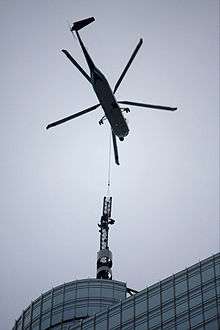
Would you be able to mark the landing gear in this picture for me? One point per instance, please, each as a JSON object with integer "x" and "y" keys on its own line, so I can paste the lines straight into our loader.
{"x": 101, "y": 121}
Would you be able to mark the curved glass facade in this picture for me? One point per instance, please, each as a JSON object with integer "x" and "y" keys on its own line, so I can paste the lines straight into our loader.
{"x": 69, "y": 303}
{"x": 187, "y": 300}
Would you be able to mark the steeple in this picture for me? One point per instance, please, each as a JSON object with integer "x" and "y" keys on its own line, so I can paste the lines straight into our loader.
{"x": 104, "y": 255}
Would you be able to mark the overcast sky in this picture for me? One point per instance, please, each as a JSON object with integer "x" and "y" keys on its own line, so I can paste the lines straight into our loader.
{"x": 166, "y": 190}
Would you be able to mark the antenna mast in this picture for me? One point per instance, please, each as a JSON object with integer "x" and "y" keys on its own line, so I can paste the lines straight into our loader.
{"x": 104, "y": 255}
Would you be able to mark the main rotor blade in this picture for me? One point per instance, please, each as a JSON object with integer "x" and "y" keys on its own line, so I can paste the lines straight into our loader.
{"x": 144, "y": 105}
{"x": 61, "y": 121}
{"x": 115, "y": 148}
{"x": 76, "y": 64}
{"x": 128, "y": 65}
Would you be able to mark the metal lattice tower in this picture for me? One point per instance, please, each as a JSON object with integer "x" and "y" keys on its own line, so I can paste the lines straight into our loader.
{"x": 104, "y": 256}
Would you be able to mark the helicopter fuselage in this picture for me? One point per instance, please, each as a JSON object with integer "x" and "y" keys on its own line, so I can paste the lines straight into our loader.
{"x": 109, "y": 104}
{"x": 105, "y": 96}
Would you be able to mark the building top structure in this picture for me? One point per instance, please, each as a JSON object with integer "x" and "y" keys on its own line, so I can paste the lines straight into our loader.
{"x": 189, "y": 299}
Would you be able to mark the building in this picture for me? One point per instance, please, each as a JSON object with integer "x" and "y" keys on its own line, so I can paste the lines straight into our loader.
{"x": 189, "y": 299}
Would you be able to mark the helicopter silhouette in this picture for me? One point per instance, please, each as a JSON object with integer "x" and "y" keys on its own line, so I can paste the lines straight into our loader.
{"x": 104, "y": 93}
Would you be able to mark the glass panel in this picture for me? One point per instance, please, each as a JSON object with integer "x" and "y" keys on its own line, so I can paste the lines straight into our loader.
{"x": 140, "y": 305}
{"x": 93, "y": 308}
{"x": 56, "y": 316}
{"x": 70, "y": 292}
{"x": 128, "y": 311}
{"x": 94, "y": 291}
{"x": 119, "y": 293}
{"x": 81, "y": 310}
{"x": 36, "y": 309}
{"x": 141, "y": 324}
{"x": 195, "y": 300}
{"x": 217, "y": 267}
{"x": 82, "y": 291}
{"x": 101, "y": 322}
{"x": 168, "y": 314}
{"x": 167, "y": 294}
{"x": 45, "y": 322}
{"x": 69, "y": 312}
{"x": 213, "y": 325}
{"x": 211, "y": 312}
{"x": 19, "y": 324}
{"x": 181, "y": 287}
{"x": 27, "y": 316}
{"x": 155, "y": 321}
{"x": 184, "y": 325}
{"x": 209, "y": 294}
{"x": 46, "y": 303}
{"x": 196, "y": 320}
{"x": 207, "y": 274}
{"x": 107, "y": 291}
{"x": 181, "y": 307}
{"x": 154, "y": 301}
{"x": 194, "y": 281}
{"x": 35, "y": 325}
{"x": 58, "y": 297}
{"x": 114, "y": 317}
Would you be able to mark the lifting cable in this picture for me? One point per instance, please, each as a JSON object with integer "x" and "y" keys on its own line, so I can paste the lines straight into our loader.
{"x": 109, "y": 162}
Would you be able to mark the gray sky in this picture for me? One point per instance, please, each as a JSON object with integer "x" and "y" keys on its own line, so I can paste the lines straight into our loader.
{"x": 166, "y": 191}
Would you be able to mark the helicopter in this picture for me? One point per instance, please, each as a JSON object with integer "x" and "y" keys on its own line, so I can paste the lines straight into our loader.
{"x": 104, "y": 93}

Problem requirements: Every entry above is to be copied verbatim, with the pictures removed.

Problem solution:
Would you be able to mark the landing gear in this picture for me? One point per instance, please, each as a JSON object with integer "x" and "y" keys on its own line, so I can paste the lines straight into our loader.
{"x": 101, "y": 121}
Would you be able to mark the curved glass facade in this picture for me? One point per instance, please, each as a JSON object with integer "x" and "y" keys on its own line, so I can paste the lines straight into our loader.
{"x": 69, "y": 303}
{"x": 187, "y": 300}
Would you be able to mark the steeple in this picture for me? One point per instance, please, each as a JSON object with integer "x" and "y" keys on its own line, so I can paste the lines straight into our loader.
{"x": 104, "y": 255}
Would you be able to mark the overcast sky in this picture for me? One point per instance, please, each as a JSON object with integer "x" and "y" keys on its own line, so I can paste the lines straight into our loader.
{"x": 166, "y": 190}
Would you be able to mark the antenna mast in this picture for me? One point per instance, please, each as a JSON object with integer "x" and "y" keys on its own line, so I can paste the lines straight into our loader.
{"x": 104, "y": 255}
Would you be able to mark the main rotor blade in this picture for me? One point per instance, please, each as a JSON object with integer "x" and "y" keys on its own line, so I can paste the lines straight into our loader.
{"x": 144, "y": 105}
{"x": 61, "y": 121}
{"x": 115, "y": 148}
{"x": 76, "y": 64}
{"x": 128, "y": 65}
Would you be able to mark the metal lattice tower in this picture for me? One point per instance, please, each as a JSON object with integer "x" and "y" keys on its own line, so I can paste the lines straight into our loader.
{"x": 104, "y": 256}
Would you be able to mark the helicopter fuselage in this picture for me? One point per instance, please, each as a JSON object with integer "x" and "y" keys on its own line, so I can paste the lines straight into our loader.
{"x": 109, "y": 104}
{"x": 105, "y": 96}
Would you be able to mark the building top structure in this picture for me? One point per instance, please, each as a JSON object with integer "x" and "y" keys on its own line, so I can paste the lines straight into our loader.
{"x": 189, "y": 299}
Would you be able to mark the building in this picture for me? One point per instance, please, each as a JSON object with integer "x" and "y" keys on its own line, so I can paste the lines straight into our loader.
{"x": 189, "y": 299}
Would you be able to mark the helicopter silhouette in this picture for me? One point per instance, please, each as a JSON object with integer "x" and "y" keys on its own line, so I can paste the lines straight into our loader.
{"x": 104, "y": 93}
Would you be able to mark the glass panel in this picture for me? One point per instance, please, each as a JSON object with integer "x" and "y" keys on its own line, so I can paste the lines straight into our loader.
{"x": 140, "y": 305}
{"x": 93, "y": 308}
{"x": 56, "y": 316}
{"x": 70, "y": 292}
{"x": 128, "y": 311}
{"x": 94, "y": 291}
{"x": 119, "y": 293}
{"x": 81, "y": 310}
{"x": 36, "y": 309}
{"x": 141, "y": 324}
{"x": 195, "y": 300}
{"x": 217, "y": 267}
{"x": 82, "y": 291}
{"x": 101, "y": 322}
{"x": 168, "y": 314}
{"x": 167, "y": 294}
{"x": 45, "y": 322}
{"x": 69, "y": 312}
{"x": 213, "y": 325}
{"x": 211, "y": 312}
{"x": 19, "y": 324}
{"x": 181, "y": 287}
{"x": 27, "y": 316}
{"x": 155, "y": 321}
{"x": 184, "y": 325}
{"x": 209, "y": 294}
{"x": 46, "y": 303}
{"x": 196, "y": 320}
{"x": 207, "y": 274}
{"x": 107, "y": 291}
{"x": 181, "y": 307}
{"x": 154, "y": 301}
{"x": 194, "y": 281}
{"x": 35, "y": 325}
{"x": 58, "y": 297}
{"x": 114, "y": 317}
Would you be able to mark the lifting cable in this picture for me? One point per instance, please, each as a JSON object with integer "x" and "y" keys on its own line, so I can paste the lines straight into our loader.
{"x": 109, "y": 162}
Would you be able to mark the gray sky in this picture for me? One point per instance, please, each as a JSON object with integer "x" and "y" keys on its own line, so I can paste the lines straight into our loader.
{"x": 166, "y": 191}
Would you be able to mark the helicopter in this picture for me? One point per instance, please, each as a JSON object with integer "x" and "y" keys on its own line, so I can paste the lines straight into our loader.
{"x": 104, "y": 93}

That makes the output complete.